**ACTION ITEM**
Work out how many lines of the records hold the string "photo", and reply with that number alone.

*** Opening DATASET EXTRACT ***

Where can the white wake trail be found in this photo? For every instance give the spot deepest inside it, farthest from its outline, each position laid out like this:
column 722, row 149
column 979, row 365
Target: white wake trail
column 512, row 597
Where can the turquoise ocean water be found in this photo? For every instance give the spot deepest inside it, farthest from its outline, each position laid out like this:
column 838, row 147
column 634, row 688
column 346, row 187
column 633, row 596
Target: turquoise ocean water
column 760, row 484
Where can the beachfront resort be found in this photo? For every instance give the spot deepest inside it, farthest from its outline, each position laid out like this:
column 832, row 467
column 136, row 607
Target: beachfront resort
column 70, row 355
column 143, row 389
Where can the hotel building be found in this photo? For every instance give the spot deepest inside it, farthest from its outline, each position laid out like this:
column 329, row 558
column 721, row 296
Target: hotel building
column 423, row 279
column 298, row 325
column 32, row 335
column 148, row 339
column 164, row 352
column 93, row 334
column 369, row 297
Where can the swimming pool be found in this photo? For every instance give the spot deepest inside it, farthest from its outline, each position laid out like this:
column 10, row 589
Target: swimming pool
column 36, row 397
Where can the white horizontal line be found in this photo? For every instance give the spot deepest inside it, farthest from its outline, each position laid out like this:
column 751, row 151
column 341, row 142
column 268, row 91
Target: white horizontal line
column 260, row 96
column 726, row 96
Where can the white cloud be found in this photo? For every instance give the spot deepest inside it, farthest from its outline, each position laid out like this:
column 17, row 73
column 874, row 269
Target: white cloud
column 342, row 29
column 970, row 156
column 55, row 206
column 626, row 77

*** Closing DATASET EXTRACT ***

**THE COMPLETED TASK**
7